━━━━━ Text passage ━━━━━

Is the Paleo Diet for you?
The “paleo” diet has been pretty popular in the past few years. It was the world’s most popular diet in 2013.
The name “paleo” is from the “paleolithic” time when earlier humans (thousands of years ago) were hunters and gatherers. It is thought to represent the era of nutrition before agriculture.
The paleo diet is based on eating a variety of fruits, vegetables, eggs, nuts, seeds, meat (including organ meats), seafood, healthy fats, fermented foods, herbs, and spices.
The paleo diet increases the amount of whole, unprocessed, nutrient-dense foods, while reducing the number of gut-disrupting, hormone-disrupting, and inflammatory foods. It excludes processed and refined foods (e.g. sugar, vegetable oils, artificial sweeteners, etc.), grains (e.g. wheat, oats, rice, etc.), dairy and most legumes (e.g. beans, lentils, peanuts, etc.). However less restrictive forms of the paleo diet allow foods such as dairy, white rice, or potatoes.
It’s a diet that seems to be easy to maintain as there is no measuring or counting of calories or carbs.
How does the Paleo diet affect health?
Several clinical studies have been done to find out whether there are health benefits of eating this way.
Some of the research has shown that the paleo diet can help with weight loss and belly fat and it has also been shown to have a positive effect on several modern-day chronic diseases, for example, it can improve risk factors for heart disease, reduce inflammation, improve glucose tolerance, and even reduce symptoms of some autoimmune diseases.
It’s “gut-friendly” because it includes a lot of high-fibre foods (i.e. fruits, vegetables, nuts & seeds), fermented foods (which contain gut-friendly probiotics), as well as being full of nutritious natural foods.
Who should consider a paleo diet?
Some people recommend the paleo diet for those with food intolerances or autoimmune diseases. Those at high risk for heart disease or diabetes may also be good candidates to give the paleo diet a try.

━━━━━

Carry on the text about the paleo diet from the point where it stops. The rows below come from a separate source unrelated to the paleo diet text.

━━━━━ Data to examine ━━━━━

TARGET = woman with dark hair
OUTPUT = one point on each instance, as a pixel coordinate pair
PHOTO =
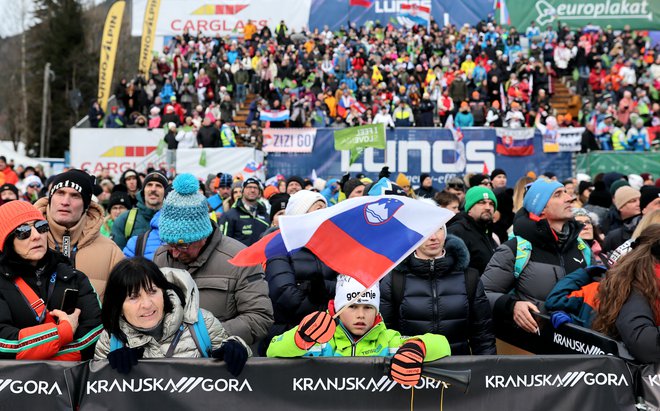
(629, 298)
(37, 322)
(149, 313)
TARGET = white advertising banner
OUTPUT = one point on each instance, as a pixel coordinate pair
(118, 150)
(243, 160)
(214, 17)
(289, 140)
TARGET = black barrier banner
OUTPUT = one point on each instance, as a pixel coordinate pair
(649, 376)
(511, 382)
(567, 339)
(28, 384)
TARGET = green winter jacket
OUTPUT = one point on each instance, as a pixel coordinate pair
(377, 342)
(142, 222)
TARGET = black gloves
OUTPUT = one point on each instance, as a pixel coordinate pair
(123, 359)
(234, 354)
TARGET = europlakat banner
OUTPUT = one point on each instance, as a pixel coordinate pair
(148, 36)
(109, 44)
(222, 18)
(638, 14)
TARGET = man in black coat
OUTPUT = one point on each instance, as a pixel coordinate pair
(475, 226)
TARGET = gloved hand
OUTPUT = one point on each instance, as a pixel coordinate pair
(406, 364)
(234, 354)
(123, 359)
(318, 293)
(559, 317)
(317, 327)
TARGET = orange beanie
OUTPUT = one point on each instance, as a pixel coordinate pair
(13, 214)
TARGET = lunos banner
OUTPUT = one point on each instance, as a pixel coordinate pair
(109, 43)
(221, 18)
(148, 36)
(639, 14)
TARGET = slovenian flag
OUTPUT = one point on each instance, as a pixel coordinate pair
(274, 115)
(363, 237)
(416, 14)
(515, 142)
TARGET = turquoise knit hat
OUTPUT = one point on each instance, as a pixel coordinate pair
(184, 217)
(538, 195)
(476, 194)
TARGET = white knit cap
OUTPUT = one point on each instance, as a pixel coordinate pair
(300, 202)
(348, 288)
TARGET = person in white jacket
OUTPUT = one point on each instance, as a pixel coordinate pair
(384, 117)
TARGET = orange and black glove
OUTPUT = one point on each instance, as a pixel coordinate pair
(317, 327)
(406, 364)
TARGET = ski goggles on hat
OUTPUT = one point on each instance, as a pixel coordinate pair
(23, 232)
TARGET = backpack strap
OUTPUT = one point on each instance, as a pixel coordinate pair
(586, 251)
(115, 343)
(523, 252)
(130, 222)
(141, 243)
(200, 335)
(398, 285)
(471, 282)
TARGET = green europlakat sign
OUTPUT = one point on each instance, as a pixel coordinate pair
(638, 14)
(624, 162)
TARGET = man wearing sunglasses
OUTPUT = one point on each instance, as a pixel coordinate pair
(75, 222)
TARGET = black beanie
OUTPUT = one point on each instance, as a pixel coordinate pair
(77, 180)
(351, 185)
(278, 202)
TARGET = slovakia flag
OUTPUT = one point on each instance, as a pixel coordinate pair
(363, 237)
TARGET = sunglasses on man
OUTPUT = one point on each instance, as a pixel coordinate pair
(24, 231)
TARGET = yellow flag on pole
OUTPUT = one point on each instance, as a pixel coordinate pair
(109, 43)
(148, 36)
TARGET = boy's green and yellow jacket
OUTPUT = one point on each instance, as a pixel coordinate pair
(378, 341)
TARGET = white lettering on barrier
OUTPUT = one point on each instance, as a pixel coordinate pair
(183, 385)
(570, 379)
(30, 387)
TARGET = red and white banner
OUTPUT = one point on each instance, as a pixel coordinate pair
(289, 140)
(214, 17)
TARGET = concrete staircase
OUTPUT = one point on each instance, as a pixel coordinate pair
(561, 97)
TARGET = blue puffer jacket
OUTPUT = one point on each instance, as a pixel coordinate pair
(153, 241)
(435, 300)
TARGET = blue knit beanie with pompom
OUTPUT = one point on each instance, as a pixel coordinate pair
(184, 217)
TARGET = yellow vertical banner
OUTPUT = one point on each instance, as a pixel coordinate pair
(109, 43)
(148, 36)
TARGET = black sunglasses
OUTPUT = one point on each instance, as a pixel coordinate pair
(23, 232)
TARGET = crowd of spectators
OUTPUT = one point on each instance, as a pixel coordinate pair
(482, 75)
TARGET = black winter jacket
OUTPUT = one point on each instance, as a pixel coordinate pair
(638, 330)
(298, 285)
(435, 300)
(478, 239)
(16, 315)
(239, 224)
(549, 262)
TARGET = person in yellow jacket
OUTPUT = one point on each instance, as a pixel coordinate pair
(360, 332)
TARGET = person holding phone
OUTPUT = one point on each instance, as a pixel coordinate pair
(48, 309)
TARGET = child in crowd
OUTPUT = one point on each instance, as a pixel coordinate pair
(360, 332)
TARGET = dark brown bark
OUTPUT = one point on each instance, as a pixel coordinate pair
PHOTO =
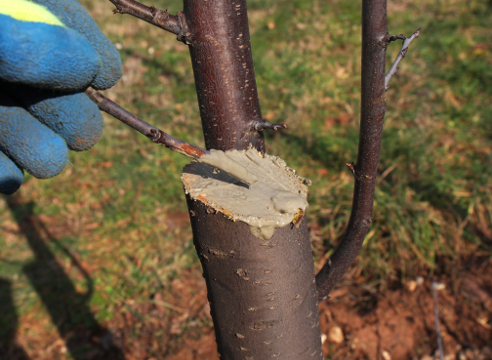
(375, 39)
(262, 294)
(224, 73)
(144, 128)
(275, 278)
(172, 23)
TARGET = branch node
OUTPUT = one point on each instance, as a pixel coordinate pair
(351, 166)
(390, 38)
(265, 125)
(403, 51)
(184, 34)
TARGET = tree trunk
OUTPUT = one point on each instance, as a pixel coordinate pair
(262, 294)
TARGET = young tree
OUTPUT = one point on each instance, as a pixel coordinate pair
(263, 292)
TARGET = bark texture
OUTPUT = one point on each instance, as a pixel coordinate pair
(375, 39)
(262, 294)
(225, 82)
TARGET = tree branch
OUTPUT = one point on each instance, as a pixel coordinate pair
(403, 51)
(153, 133)
(175, 24)
(374, 42)
(265, 125)
(436, 319)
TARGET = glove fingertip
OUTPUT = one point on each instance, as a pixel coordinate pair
(10, 175)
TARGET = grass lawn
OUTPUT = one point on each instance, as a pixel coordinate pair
(110, 238)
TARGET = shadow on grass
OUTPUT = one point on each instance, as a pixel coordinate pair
(8, 324)
(84, 337)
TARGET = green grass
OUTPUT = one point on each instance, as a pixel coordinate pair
(111, 210)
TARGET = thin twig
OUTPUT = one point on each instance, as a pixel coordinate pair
(175, 24)
(403, 51)
(373, 107)
(153, 133)
(436, 320)
(265, 125)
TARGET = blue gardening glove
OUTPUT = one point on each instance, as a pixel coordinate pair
(50, 51)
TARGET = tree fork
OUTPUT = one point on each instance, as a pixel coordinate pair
(375, 39)
(262, 294)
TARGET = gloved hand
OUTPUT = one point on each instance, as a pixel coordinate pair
(50, 51)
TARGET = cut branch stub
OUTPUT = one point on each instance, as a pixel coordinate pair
(265, 125)
(175, 24)
(153, 133)
(262, 292)
(403, 51)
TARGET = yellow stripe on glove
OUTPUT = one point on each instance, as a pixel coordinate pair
(24, 10)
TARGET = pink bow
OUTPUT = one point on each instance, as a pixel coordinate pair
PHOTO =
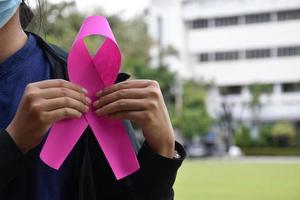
(93, 74)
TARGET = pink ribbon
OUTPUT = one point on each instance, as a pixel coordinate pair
(93, 74)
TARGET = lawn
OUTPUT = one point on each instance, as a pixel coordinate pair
(227, 180)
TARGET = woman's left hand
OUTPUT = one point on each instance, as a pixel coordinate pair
(141, 102)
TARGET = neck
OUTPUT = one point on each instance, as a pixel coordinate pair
(12, 38)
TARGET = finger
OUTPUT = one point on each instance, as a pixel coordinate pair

━━━━━

The answer =>
If you react to gluten or lactose, this diet removes them both by eliminating all grains and dairy.
Is it a Fad?
To be honest, I am always wary of extreme diets. My philosophy is “moderation”.
There are many very good components to the Paleo diet.
- At the very least, eliminating added sugars, processed, and refined foods are a great goal, and
- eating plenty of fresh fruit and especially vegies is something I believe we should all strive for.
- I like the exclusion of modern gluten containing grains, many of which are so destructive to our gut health.
- I like the exclusion of lactose, I believe we were never meant to be drinking cows’ milk (the theory that it is a good source of calcium may be outweighed by the acidity which actually draws calcium from our bones to create homeostasis of ph), however some of us can still tolerate cheese and yoghurt as these have been cultured and there is less lactose content
- However I personally prefer to reduce the amount of acidic animal meat and I just cannot see bacon (which I have seen in many paleo recipes) being “healthy”!
As I always explain to my clients, each of us is unique and every body’s needs are different to others. Experiment with what you feel is good for you and listen to your body.